- _Selection_
::::

Initially, the idea of a holiday may feel like a far-fetched dream. But, a new world of possibilities has emerged! In addition to multigenerational and transnational dinners with friends, cultural institutions around Europe are bringing tourist experiences to your computer screen.

Were you planning a trip to Europe? Wishing you could run away there? Join me on an unprecedented cultural tour of Europe — one that surely would have delighted Einstein. This kind of travel lacks all the pains of arrival: the jetlag, the queue, and the dreaded currency exchange. It’s all free! Once the children are asleep, grab your favorite drink, switch on your magic carpet and join me for the ride.

Monday in London

On April 4th, the National Gallery opened up the first ever UK show dedicated to Artemesia Gentileschi. Gentileschi is the most famous female artist of the 17th century by far. Not afraid of a challenge, she said, “I will show Your Illustrious Lordship what a woman can do.” She ran her own studio, and many sought her work for its Caravaggesque style.

Plans for the exhibition followed the National Gallery’s acquisition of Gentileschi’s 1615 “Self Portrait as Saint Catherine of Alexandria.” As travel bans spread across Europe, loaned artworks could not make it to London. There is still hope that the museum will accommodate later dates.

Meanwhile, we can enjoy an in-depth look at eight paintings that were going to be part of the show. Letizia Treves, the exhibition curator, is happy to give you a private tour.

Tuesday in Ghent

Another blockbuster exhibition is currently behind closed doors: Van Eyck. An Optical Revolution. Jan Van Eyck is one of the most important masters of the Early Northern Renaissance. For many years, people believed he was the inventor of oil painting. While art historians have long disproved this fact, the artist still remains incredibly groundbreaking. His work demonstrates a keen ability to painstakingly represent the most precise details.

Therefore, I suggest we visit Ghent and zoom in on his masterpieces! Let’s stop first at the Ghent Altarpiece, whose seven-year long restoration has just been completed. Don’t worry! The alarm of the museum won’t ring no matter how up close you look.

::::

- _Given request 1_
In the virtual tour text, who is named as curator of the Gentileschi exhibition?
The text and the records have no connection to each other.

::::

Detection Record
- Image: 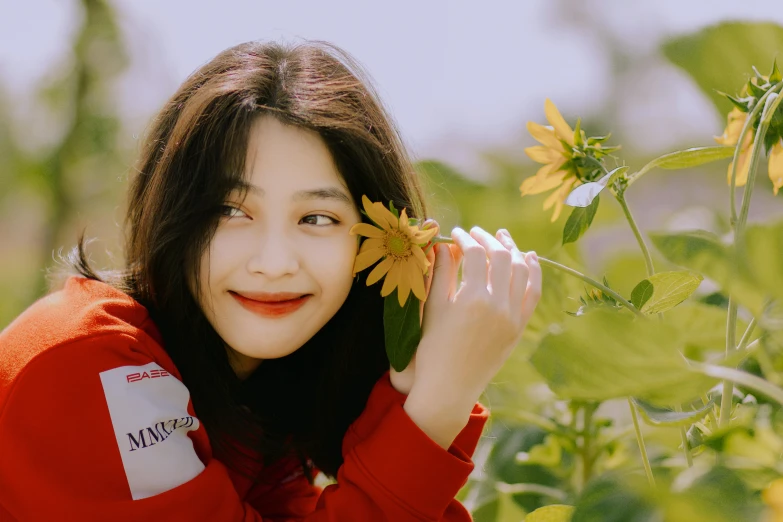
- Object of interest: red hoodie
[0,277,487,522]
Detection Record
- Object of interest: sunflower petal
[359,237,383,254]
[544,98,574,147]
[397,260,418,306]
[353,248,384,275]
[399,209,411,236]
[381,261,400,297]
[412,227,438,245]
[715,107,748,146]
[768,141,783,196]
[348,223,384,238]
[367,257,394,286]
[527,121,563,151]
[411,245,430,274]
[525,145,563,163]
[409,261,427,301]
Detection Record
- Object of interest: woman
[0,42,541,522]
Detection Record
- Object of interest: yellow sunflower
[715,107,756,187]
[519,98,580,222]
[350,196,438,306]
[715,107,783,196]
[761,479,783,522]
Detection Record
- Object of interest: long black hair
[70,42,425,476]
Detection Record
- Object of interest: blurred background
[0,0,783,327]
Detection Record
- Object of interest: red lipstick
[229,292,312,317]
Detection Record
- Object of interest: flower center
[386,230,411,259]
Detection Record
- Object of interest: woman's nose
[247,226,299,279]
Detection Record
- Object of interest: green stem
[432,236,644,317]
[720,89,783,426]
[580,404,596,487]
[674,404,693,468]
[615,194,655,277]
[691,363,783,405]
[718,293,737,427]
[628,397,655,487]
[701,395,718,430]
[730,84,783,226]
[737,317,758,351]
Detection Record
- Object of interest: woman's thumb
[427,243,454,302]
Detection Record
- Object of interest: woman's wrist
[403,378,476,449]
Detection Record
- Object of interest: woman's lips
[229,292,312,317]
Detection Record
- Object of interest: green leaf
[565,167,628,207]
[630,146,734,186]
[631,272,704,314]
[631,398,714,427]
[383,288,421,372]
[769,58,783,84]
[530,308,715,405]
[649,230,764,316]
[495,493,525,522]
[631,279,653,310]
[741,221,783,299]
[570,474,662,522]
[525,504,574,522]
[663,22,783,115]
[720,92,753,112]
[745,78,767,98]
[563,196,601,245]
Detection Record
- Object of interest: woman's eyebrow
[236,180,353,206]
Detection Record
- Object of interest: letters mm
[126,416,195,451]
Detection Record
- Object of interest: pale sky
[0,0,783,171]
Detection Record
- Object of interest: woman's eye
[220,205,247,218]
[302,214,339,227]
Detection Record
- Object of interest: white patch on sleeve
[100,363,204,500]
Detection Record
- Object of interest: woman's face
[197,116,361,378]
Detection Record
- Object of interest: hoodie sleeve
[0,333,486,522]
[252,373,488,522]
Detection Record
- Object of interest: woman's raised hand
[405,227,541,448]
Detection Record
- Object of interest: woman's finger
[522,252,542,326]
[470,227,512,305]
[497,229,530,313]
[426,243,455,303]
[451,227,487,292]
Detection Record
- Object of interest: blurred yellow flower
[715,107,755,187]
[761,479,783,522]
[767,140,783,196]
[519,98,579,222]
[715,107,783,196]
[350,196,438,306]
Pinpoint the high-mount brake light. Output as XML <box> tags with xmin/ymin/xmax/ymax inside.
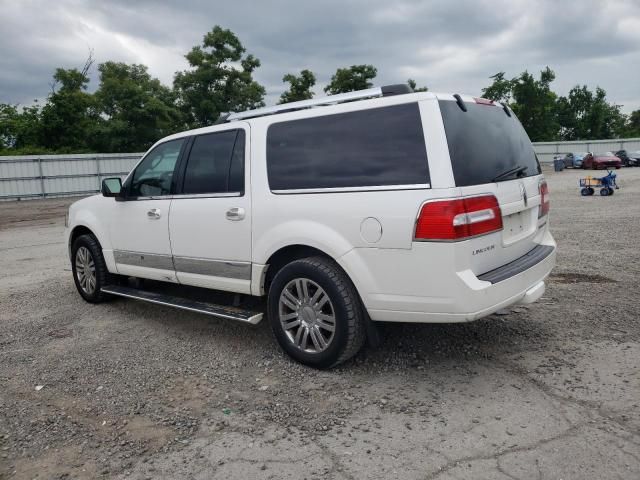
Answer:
<box><xmin>538</xmin><ymin>180</ymin><xmax>551</xmax><ymax>218</ymax></box>
<box><xmin>414</xmin><ymin>195</ymin><xmax>502</xmax><ymax>241</ymax></box>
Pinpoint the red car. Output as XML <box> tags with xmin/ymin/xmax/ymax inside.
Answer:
<box><xmin>582</xmin><ymin>152</ymin><xmax>622</xmax><ymax>170</ymax></box>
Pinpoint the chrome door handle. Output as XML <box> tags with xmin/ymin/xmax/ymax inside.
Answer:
<box><xmin>226</xmin><ymin>207</ymin><xmax>244</xmax><ymax>222</ymax></box>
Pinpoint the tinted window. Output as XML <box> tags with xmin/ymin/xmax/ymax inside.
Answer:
<box><xmin>439</xmin><ymin>100</ymin><xmax>541</xmax><ymax>187</ymax></box>
<box><xmin>267</xmin><ymin>103</ymin><xmax>429</xmax><ymax>190</ymax></box>
<box><xmin>182</xmin><ymin>130</ymin><xmax>244</xmax><ymax>194</ymax></box>
<box><xmin>129</xmin><ymin>138</ymin><xmax>184</xmax><ymax>197</ymax></box>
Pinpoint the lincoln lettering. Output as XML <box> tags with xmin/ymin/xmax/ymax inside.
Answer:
<box><xmin>472</xmin><ymin>245</ymin><xmax>496</xmax><ymax>255</ymax></box>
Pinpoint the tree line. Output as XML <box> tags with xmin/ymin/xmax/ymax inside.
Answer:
<box><xmin>0</xmin><ymin>26</ymin><xmax>640</xmax><ymax>155</ymax></box>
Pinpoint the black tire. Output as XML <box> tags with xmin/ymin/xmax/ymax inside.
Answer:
<box><xmin>71</xmin><ymin>235</ymin><xmax>116</xmax><ymax>303</ymax></box>
<box><xmin>267</xmin><ymin>257</ymin><xmax>366</xmax><ymax>368</ymax></box>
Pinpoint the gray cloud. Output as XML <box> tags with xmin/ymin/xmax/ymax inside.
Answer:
<box><xmin>0</xmin><ymin>0</ymin><xmax>640</xmax><ymax>111</ymax></box>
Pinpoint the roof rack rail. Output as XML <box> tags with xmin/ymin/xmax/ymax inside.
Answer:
<box><xmin>226</xmin><ymin>85</ymin><xmax>413</xmax><ymax>122</ymax></box>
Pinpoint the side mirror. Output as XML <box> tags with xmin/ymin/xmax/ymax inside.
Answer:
<box><xmin>100</xmin><ymin>177</ymin><xmax>122</xmax><ymax>197</ymax></box>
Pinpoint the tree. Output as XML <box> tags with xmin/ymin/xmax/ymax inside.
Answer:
<box><xmin>95</xmin><ymin>62</ymin><xmax>181</xmax><ymax>152</ymax></box>
<box><xmin>324</xmin><ymin>65</ymin><xmax>378</xmax><ymax>95</ymax></box>
<box><xmin>278</xmin><ymin>69</ymin><xmax>316</xmax><ymax>103</ymax></box>
<box><xmin>625</xmin><ymin>110</ymin><xmax>640</xmax><ymax>137</ymax></box>
<box><xmin>173</xmin><ymin>25</ymin><xmax>265</xmax><ymax>128</ymax></box>
<box><xmin>41</xmin><ymin>56</ymin><xmax>101</xmax><ymax>152</ymax></box>
<box><xmin>0</xmin><ymin>101</ymin><xmax>43</xmax><ymax>155</ymax></box>
<box><xmin>557</xmin><ymin>85</ymin><xmax>625</xmax><ymax>140</ymax></box>
<box><xmin>482</xmin><ymin>67</ymin><xmax>559</xmax><ymax>142</ymax></box>
<box><xmin>407</xmin><ymin>78</ymin><xmax>429</xmax><ymax>92</ymax></box>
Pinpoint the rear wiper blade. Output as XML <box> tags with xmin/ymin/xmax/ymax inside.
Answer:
<box><xmin>491</xmin><ymin>165</ymin><xmax>529</xmax><ymax>182</ymax></box>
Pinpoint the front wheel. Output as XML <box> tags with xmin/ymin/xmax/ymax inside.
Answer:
<box><xmin>71</xmin><ymin>235</ymin><xmax>113</xmax><ymax>303</ymax></box>
<box><xmin>268</xmin><ymin>257</ymin><xmax>366</xmax><ymax>368</ymax></box>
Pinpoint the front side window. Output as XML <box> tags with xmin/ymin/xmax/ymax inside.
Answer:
<box><xmin>267</xmin><ymin>103</ymin><xmax>430</xmax><ymax>191</ymax></box>
<box><xmin>182</xmin><ymin>130</ymin><xmax>244</xmax><ymax>194</ymax></box>
<box><xmin>129</xmin><ymin>138</ymin><xmax>184</xmax><ymax>197</ymax></box>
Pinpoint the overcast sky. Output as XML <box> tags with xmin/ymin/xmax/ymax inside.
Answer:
<box><xmin>0</xmin><ymin>0</ymin><xmax>640</xmax><ymax>112</ymax></box>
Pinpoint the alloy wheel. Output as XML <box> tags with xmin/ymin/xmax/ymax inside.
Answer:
<box><xmin>76</xmin><ymin>247</ymin><xmax>96</xmax><ymax>295</ymax></box>
<box><xmin>278</xmin><ymin>278</ymin><xmax>336</xmax><ymax>353</ymax></box>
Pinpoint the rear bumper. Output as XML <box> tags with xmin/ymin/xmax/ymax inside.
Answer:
<box><xmin>343</xmin><ymin>231</ymin><xmax>556</xmax><ymax>323</ymax></box>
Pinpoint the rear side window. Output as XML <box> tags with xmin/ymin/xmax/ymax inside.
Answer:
<box><xmin>267</xmin><ymin>103</ymin><xmax>430</xmax><ymax>190</ymax></box>
<box><xmin>182</xmin><ymin>130</ymin><xmax>244</xmax><ymax>194</ymax></box>
<box><xmin>439</xmin><ymin>100</ymin><xmax>541</xmax><ymax>187</ymax></box>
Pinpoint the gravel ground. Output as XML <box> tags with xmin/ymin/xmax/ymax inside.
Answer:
<box><xmin>0</xmin><ymin>168</ymin><xmax>640</xmax><ymax>480</ymax></box>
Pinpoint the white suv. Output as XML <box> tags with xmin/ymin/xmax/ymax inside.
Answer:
<box><xmin>67</xmin><ymin>85</ymin><xmax>556</xmax><ymax>367</ymax></box>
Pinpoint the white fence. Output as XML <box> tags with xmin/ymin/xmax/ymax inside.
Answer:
<box><xmin>0</xmin><ymin>138</ymin><xmax>640</xmax><ymax>200</ymax></box>
<box><xmin>0</xmin><ymin>153</ymin><xmax>142</xmax><ymax>200</ymax></box>
<box><xmin>533</xmin><ymin>138</ymin><xmax>640</xmax><ymax>163</ymax></box>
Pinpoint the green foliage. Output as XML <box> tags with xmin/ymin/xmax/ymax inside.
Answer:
<box><xmin>0</xmin><ymin>26</ymin><xmax>640</xmax><ymax>155</ymax></box>
<box><xmin>173</xmin><ymin>26</ymin><xmax>265</xmax><ymax>128</ymax></box>
<box><xmin>511</xmin><ymin>67</ymin><xmax>559</xmax><ymax>142</ymax></box>
<box><xmin>625</xmin><ymin>110</ymin><xmax>640</xmax><ymax>137</ymax></box>
<box><xmin>324</xmin><ymin>65</ymin><xmax>378</xmax><ymax>95</ymax></box>
<box><xmin>41</xmin><ymin>68</ymin><xmax>101</xmax><ymax>152</ymax></box>
<box><xmin>278</xmin><ymin>70</ymin><xmax>316</xmax><ymax>103</ymax></box>
<box><xmin>0</xmin><ymin>102</ymin><xmax>43</xmax><ymax>151</ymax></box>
<box><xmin>557</xmin><ymin>85</ymin><xmax>625</xmax><ymax>140</ymax></box>
<box><xmin>407</xmin><ymin>78</ymin><xmax>429</xmax><ymax>92</ymax></box>
<box><xmin>482</xmin><ymin>67</ymin><xmax>560</xmax><ymax>142</ymax></box>
<box><xmin>482</xmin><ymin>67</ymin><xmax>628</xmax><ymax>142</ymax></box>
<box><xmin>95</xmin><ymin>62</ymin><xmax>182</xmax><ymax>152</ymax></box>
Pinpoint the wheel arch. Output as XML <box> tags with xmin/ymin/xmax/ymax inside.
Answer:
<box><xmin>67</xmin><ymin>225</ymin><xmax>100</xmax><ymax>258</ymax></box>
<box><xmin>260</xmin><ymin>244</ymin><xmax>338</xmax><ymax>294</ymax></box>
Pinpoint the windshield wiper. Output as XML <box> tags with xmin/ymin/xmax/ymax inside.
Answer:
<box><xmin>491</xmin><ymin>165</ymin><xmax>529</xmax><ymax>182</ymax></box>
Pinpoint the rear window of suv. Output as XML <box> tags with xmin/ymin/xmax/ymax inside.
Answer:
<box><xmin>439</xmin><ymin>100</ymin><xmax>541</xmax><ymax>187</ymax></box>
<box><xmin>267</xmin><ymin>103</ymin><xmax>430</xmax><ymax>191</ymax></box>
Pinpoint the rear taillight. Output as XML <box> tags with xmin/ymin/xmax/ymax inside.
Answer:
<box><xmin>414</xmin><ymin>195</ymin><xmax>502</xmax><ymax>241</ymax></box>
<box><xmin>538</xmin><ymin>180</ymin><xmax>550</xmax><ymax>218</ymax></box>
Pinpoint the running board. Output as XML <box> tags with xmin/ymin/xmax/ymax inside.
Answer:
<box><xmin>100</xmin><ymin>285</ymin><xmax>263</xmax><ymax>325</ymax></box>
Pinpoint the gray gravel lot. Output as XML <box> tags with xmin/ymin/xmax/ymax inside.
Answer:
<box><xmin>0</xmin><ymin>168</ymin><xmax>640</xmax><ymax>480</ymax></box>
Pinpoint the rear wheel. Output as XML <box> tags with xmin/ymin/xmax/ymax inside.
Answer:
<box><xmin>268</xmin><ymin>257</ymin><xmax>366</xmax><ymax>368</ymax></box>
<box><xmin>71</xmin><ymin>235</ymin><xmax>114</xmax><ymax>303</ymax></box>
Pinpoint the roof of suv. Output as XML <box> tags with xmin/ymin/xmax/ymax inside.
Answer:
<box><xmin>154</xmin><ymin>84</ymin><xmax>506</xmax><ymax>146</ymax></box>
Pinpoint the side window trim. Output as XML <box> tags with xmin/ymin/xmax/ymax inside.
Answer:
<box><xmin>266</xmin><ymin>102</ymin><xmax>431</xmax><ymax>191</ymax></box>
<box><xmin>171</xmin><ymin>125</ymin><xmax>249</xmax><ymax>199</ymax></box>
<box><xmin>123</xmin><ymin>137</ymin><xmax>191</xmax><ymax>201</ymax></box>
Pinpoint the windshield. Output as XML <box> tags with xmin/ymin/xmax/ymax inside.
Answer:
<box><xmin>439</xmin><ymin>100</ymin><xmax>541</xmax><ymax>187</ymax></box>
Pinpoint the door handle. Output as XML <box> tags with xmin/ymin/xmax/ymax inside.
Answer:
<box><xmin>226</xmin><ymin>207</ymin><xmax>244</xmax><ymax>222</ymax></box>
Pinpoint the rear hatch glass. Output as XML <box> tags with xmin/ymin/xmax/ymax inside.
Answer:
<box><xmin>439</xmin><ymin>100</ymin><xmax>541</xmax><ymax>187</ymax></box>
<box><xmin>439</xmin><ymin>100</ymin><xmax>542</xmax><ymax>274</ymax></box>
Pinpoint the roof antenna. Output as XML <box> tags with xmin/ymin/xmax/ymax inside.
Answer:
<box><xmin>453</xmin><ymin>93</ymin><xmax>467</xmax><ymax>112</ymax></box>
<box><xmin>213</xmin><ymin>113</ymin><xmax>231</xmax><ymax>125</ymax></box>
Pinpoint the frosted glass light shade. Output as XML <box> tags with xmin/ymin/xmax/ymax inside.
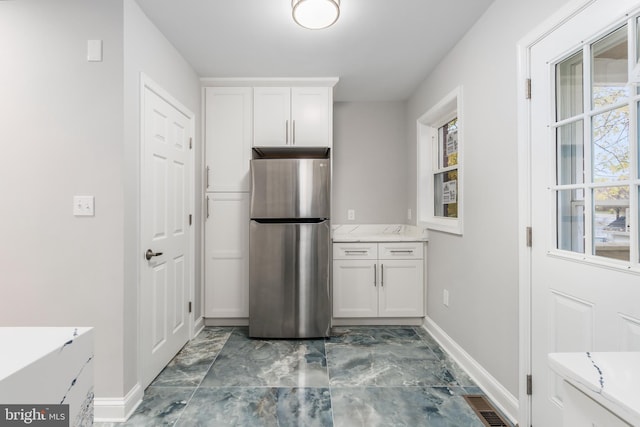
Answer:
<box><xmin>291</xmin><ymin>0</ymin><xmax>340</xmax><ymax>30</ymax></box>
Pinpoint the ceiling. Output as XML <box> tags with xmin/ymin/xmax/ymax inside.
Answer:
<box><xmin>136</xmin><ymin>0</ymin><xmax>493</xmax><ymax>101</ymax></box>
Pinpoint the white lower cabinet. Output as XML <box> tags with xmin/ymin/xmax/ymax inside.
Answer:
<box><xmin>204</xmin><ymin>193</ymin><xmax>249</xmax><ymax>318</ymax></box>
<box><xmin>333</xmin><ymin>242</ymin><xmax>424</xmax><ymax>318</ymax></box>
<box><xmin>562</xmin><ymin>381</ymin><xmax>631</xmax><ymax>427</ymax></box>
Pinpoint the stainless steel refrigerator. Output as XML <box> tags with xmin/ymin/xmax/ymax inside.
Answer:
<box><xmin>249</xmin><ymin>150</ymin><xmax>331</xmax><ymax>338</ymax></box>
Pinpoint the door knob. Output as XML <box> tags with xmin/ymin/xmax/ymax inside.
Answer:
<box><xmin>144</xmin><ymin>249</ymin><xmax>162</xmax><ymax>261</ymax></box>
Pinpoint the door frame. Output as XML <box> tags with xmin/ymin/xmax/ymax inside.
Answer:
<box><xmin>516</xmin><ymin>0</ymin><xmax>597</xmax><ymax>426</ymax></box>
<box><xmin>136</xmin><ymin>72</ymin><xmax>196</xmax><ymax>391</ymax></box>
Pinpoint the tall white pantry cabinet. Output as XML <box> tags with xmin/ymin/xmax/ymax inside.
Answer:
<box><xmin>204</xmin><ymin>87</ymin><xmax>253</xmax><ymax>318</ymax></box>
<box><xmin>204</xmin><ymin>79</ymin><xmax>337</xmax><ymax>324</ymax></box>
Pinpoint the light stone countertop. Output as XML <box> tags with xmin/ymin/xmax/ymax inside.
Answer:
<box><xmin>548</xmin><ymin>352</ymin><xmax>640</xmax><ymax>426</ymax></box>
<box><xmin>333</xmin><ymin>224</ymin><xmax>429</xmax><ymax>243</ymax></box>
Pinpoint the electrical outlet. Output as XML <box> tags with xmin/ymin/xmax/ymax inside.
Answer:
<box><xmin>73</xmin><ymin>196</ymin><xmax>95</xmax><ymax>216</ymax></box>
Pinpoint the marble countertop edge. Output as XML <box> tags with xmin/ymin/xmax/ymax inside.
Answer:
<box><xmin>332</xmin><ymin>224</ymin><xmax>429</xmax><ymax>243</ymax></box>
<box><xmin>548</xmin><ymin>352</ymin><xmax>640</xmax><ymax>426</ymax></box>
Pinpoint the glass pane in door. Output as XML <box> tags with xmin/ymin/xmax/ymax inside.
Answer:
<box><xmin>556</xmin><ymin>189</ymin><xmax>584</xmax><ymax>253</ymax></box>
<box><xmin>556</xmin><ymin>52</ymin><xmax>584</xmax><ymax>121</ymax></box>
<box><xmin>591</xmin><ymin>25</ymin><xmax>630</xmax><ymax>109</ymax></box>
<box><xmin>593</xmin><ymin>186</ymin><xmax>631</xmax><ymax>261</ymax></box>
<box><xmin>592</xmin><ymin>106</ymin><xmax>630</xmax><ymax>183</ymax></box>
<box><xmin>556</xmin><ymin>120</ymin><xmax>584</xmax><ymax>185</ymax></box>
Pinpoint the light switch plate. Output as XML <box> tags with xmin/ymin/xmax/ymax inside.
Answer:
<box><xmin>87</xmin><ymin>40</ymin><xmax>102</xmax><ymax>62</ymax></box>
<box><xmin>73</xmin><ymin>196</ymin><xmax>95</xmax><ymax>216</ymax></box>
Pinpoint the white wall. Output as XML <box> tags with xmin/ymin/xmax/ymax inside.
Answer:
<box><xmin>124</xmin><ymin>0</ymin><xmax>202</xmax><ymax>393</ymax></box>
<box><xmin>0</xmin><ymin>0</ymin><xmax>201</xmax><ymax>408</ymax></box>
<box><xmin>0</xmin><ymin>0</ymin><xmax>125</xmax><ymax>396</ymax></box>
<box><xmin>406</xmin><ymin>0</ymin><xmax>566</xmax><ymax>397</ymax></box>
<box><xmin>332</xmin><ymin>102</ymin><xmax>409</xmax><ymax>224</ymax></box>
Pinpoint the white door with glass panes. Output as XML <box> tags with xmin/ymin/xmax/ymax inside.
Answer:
<box><xmin>530</xmin><ymin>0</ymin><xmax>640</xmax><ymax>427</ymax></box>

::::

- _Given request 2_
Convert the records, from the line containing "Pinpoint the electrical" through the last line of the records, into a numbered list with blank lines omitted.

- _Answer 1_
Letizia Treves is the exhibition curator.

- _Answer 2_
1. Pinpoint the electrical outlet. Output as XML <box> tags with xmin/ymin/xmax/ymax inside.
2. Answer:
3. <box><xmin>73</xmin><ymin>196</ymin><xmax>95</xmax><ymax>216</ymax></box>
4. Pinpoint the marble countertop edge. Output as XML <box> tags with xmin/ymin/xmax/ymax inside.
5. Answer:
6. <box><xmin>332</xmin><ymin>224</ymin><xmax>429</xmax><ymax>243</ymax></box>
7. <box><xmin>548</xmin><ymin>352</ymin><xmax>640</xmax><ymax>426</ymax></box>
8. Pinpoint the glass pane in door. Output as XML <box> tags with xmin/ymin/xmax/ymax inside.
9. Answer:
10. <box><xmin>556</xmin><ymin>189</ymin><xmax>584</xmax><ymax>253</ymax></box>
11. <box><xmin>556</xmin><ymin>52</ymin><xmax>584</xmax><ymax>121</ymax></box>
12. <box><xmin>591</xmin><ymin>25</ymin><xmax>630</xmax><ymax>109</ymax></box>
13. <box><xmin>593</xmin><ymin>186</ymin><xmax>631</xmax><ymax>261</ymax></box>
14. <box><xmin>592</xmin><ymin>106</ymin><xmax>630</xmax><ymax>183</ymax></box>
15. <box><xmin>556</xmin><ymin>120</ymin><xmax>584</xmax><ymax>185</ymax></box>
16. Pinpoint the light switch plate. Output as XML <box> tags with xmin/ymin/xmax/ymax inside.
17. Answer:
18. <box><xmin>87</xmin><ymin>40</ymin><xmax>102</xmax><ymax>62</ymax></box>
19. <box><xmin>73</xmin><ymin>196</ymin><xmax>95</xmax><ymax>216</ymax></box>
20. Pinpoint the white wall. Output as XML <box> tags with xmin/ymin/xmax/ymax inside.
21. Answer:
22. <box><xmin>124</xmin><ymin>0</ymin><xmax>202</xmax><ymax>393</ymax></box>
23. <box><xmin>0</xmin><ymin>0</ymin><xmax>201</xmax><ymax>408</ymax></box>
24. <box><xmin>0</xmin><ymin>0</ymin><xmax>125</xmax><ymax>396</ymax></box>
25. <box><xmin>406</xmin><ymin>0</ymin><xmax>566</xmax><ymax>397</ymax></box>
26. <box><xmin>332</xmin><ymin>102</ymin><xmax>409</xmax><ymax>224</ymax></box>
27. Pinpoint the white door with glass panes. Output as XML <box> tags with xmin/ymin/xmax/ymax inside.
28. Answer:
29. <box><xmin>530</xmin><ymin>0</ymin><xmax>640</xmax><ymax>427</ymax></box>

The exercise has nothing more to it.